* Set task
Reproduce the full listing below line for line, keeping every character unchanged.
==============================
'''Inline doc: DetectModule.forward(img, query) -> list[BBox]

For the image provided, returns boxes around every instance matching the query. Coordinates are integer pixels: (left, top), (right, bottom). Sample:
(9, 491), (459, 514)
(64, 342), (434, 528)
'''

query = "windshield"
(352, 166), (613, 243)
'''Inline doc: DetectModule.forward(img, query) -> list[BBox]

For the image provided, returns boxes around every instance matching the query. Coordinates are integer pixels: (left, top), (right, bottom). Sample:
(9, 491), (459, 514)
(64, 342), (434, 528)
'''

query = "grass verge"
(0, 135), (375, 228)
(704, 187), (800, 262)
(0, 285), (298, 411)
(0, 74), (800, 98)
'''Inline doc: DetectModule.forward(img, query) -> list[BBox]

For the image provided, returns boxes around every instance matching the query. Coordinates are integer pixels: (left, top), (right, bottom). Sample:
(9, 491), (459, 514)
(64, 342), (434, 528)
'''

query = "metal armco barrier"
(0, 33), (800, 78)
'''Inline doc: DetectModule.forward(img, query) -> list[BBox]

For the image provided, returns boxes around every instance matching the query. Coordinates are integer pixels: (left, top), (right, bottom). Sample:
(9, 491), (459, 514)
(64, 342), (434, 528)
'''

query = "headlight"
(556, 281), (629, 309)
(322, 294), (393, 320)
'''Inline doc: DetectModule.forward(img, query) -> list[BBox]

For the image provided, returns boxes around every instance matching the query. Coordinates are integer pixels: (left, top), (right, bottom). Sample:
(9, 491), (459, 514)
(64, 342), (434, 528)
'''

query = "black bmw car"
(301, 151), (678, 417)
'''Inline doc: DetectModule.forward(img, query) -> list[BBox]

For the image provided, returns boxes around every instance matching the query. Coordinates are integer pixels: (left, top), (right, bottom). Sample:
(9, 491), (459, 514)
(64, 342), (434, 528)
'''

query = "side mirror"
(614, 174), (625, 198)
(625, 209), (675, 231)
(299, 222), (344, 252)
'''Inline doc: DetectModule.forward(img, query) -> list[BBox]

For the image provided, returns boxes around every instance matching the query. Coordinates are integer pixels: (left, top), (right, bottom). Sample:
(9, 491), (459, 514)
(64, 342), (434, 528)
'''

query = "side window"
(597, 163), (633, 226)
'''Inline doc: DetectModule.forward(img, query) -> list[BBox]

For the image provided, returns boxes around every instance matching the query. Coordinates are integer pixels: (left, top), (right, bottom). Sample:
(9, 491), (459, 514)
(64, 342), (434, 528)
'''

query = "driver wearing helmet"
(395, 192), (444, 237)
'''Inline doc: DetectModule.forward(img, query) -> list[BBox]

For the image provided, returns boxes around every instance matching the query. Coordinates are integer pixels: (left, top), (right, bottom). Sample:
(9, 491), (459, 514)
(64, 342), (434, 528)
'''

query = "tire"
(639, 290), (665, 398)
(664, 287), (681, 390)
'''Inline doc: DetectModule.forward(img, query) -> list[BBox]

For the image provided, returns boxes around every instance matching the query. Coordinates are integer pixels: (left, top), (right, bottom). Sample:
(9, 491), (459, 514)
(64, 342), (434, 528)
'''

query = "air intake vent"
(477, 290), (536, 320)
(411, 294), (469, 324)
==============================
* Result
'''Inline doc: DetectModule.forward(img, query) -> list[BBox]

For the image provided, returns boxes around every instance matching the query. Coordinates are integer pixels: (left, top), (right, bottom). Sample:
(9, 491), (459, 514)
(64, 342), (434, 528)
'''

query = "windshield"
(352, 166), (613, 243)
'''Inline doc: DetectModule.forward(img, query) -> list[BBox]

For the image provided, returns boxes around every instance matching the query. Coordinates are integer pixels: (left, top), (right, bottom). Sample:
(9, 491), (459, 514)
(64, 342), (434, 528)
'''

query = "grass verge"
(0, 135), (375, 228)
(704, 187), (800, 262)
(0, 285), (298, 411)
(0, 74), (800, 98)
'''Inline doc: DetectModule.forward(img, query) -> list[BBox]

For the image provided, returns boxes around every instance matching the query. Coordinates are integer pixels: (left, top), (right, bottom). Sample:
(9, 491), (459, 514)
(64, 342), (434, 528)
'''

query = "metal armco barrier"
(0, 33), (800, 78)
'''Inline doc: DetectModule.forward(img, query) -> list[BBox]

For the image provided, returns boxes around every instance matching the query. Coordinates are integer pixels: (left, top), (right, bottom). Sample:
(9, 491), (459, 514)
(64, 342), (434, 528)
'''

query = "headlight"
(556, 281), (629, 309)
(322, 294), (393, 320)
'''Inline doc: DetectModule.forward(img, query) -> list[BBox]

For the image provided, returns boxes around every instance matching the query. Coordinates are integer pixels: (left, top), (right, bottom). Sample:
(9, 491), (459, 514)
(64, 342), (434, 528)
'''

query = "black bmw car"
(301, 151), (678, 417)
'''Inline doc: DetectModule.forward(img, query) -> list[BBox]

For the image provided, returns boxes around every instance matching the query. Coordinates are integer pixels: (left, top), (right, bottom). Sample:
(9, 491), (459, 514)
(64, 342), (434, 528)
'''

query = "side mirror"
(614, 174), (625, 198)
(625, 209), (675, 231)
(299, 222), (344, 252)
'''Inline doc: DetectModule.forward(img, query) -> list[BBox]

For the image provided, returns boxes around every instance matching the query. Coordinates are integer pixels: (left, top), (right, bottom). Sample:
(9, 491), (459, 514)
(64, 342), (434, 528)
'''

query = "side window"
(597, 163), (633, 226)
'''Inline doc: DetectModule.forward(img, query) -> list[BBox]

For the image provided, returns boxes around every instance matching the query. Coordinates are integer pixels: (left, top), (right, bottom). Sample:
(9, 491), (459, 514)
(64, 342), (434, 528)
'''

query = "driver wearing helmet"
(395, 192), (444, 237)
'''Inline doc: DetectModule.forward(img, query) -> list[BBox]

For the image provided, returns boxes around every instance matching the query. Coordinates are integer pixels: (left, top), (right, bottom). Sample:
(9, 491), (459, 514)
(64, 342), (434, 528)
'''

query = "tire"
(639, 290), (665, 398)
(664, 287), (681, 390)
'''Inline doc: DetectModule.forward(img, query) -> list[BBox]

For the image provided, returns boxes around every instance matching the query. Coordinates are integer pixels: (left, top), (right, bottom). Sample:
(9, 491), (459, 514)
(64, 342), (434, 528)
'''

query = "air intake vent"
(477, 290), (536, 320)
(411, 294), (469, 324)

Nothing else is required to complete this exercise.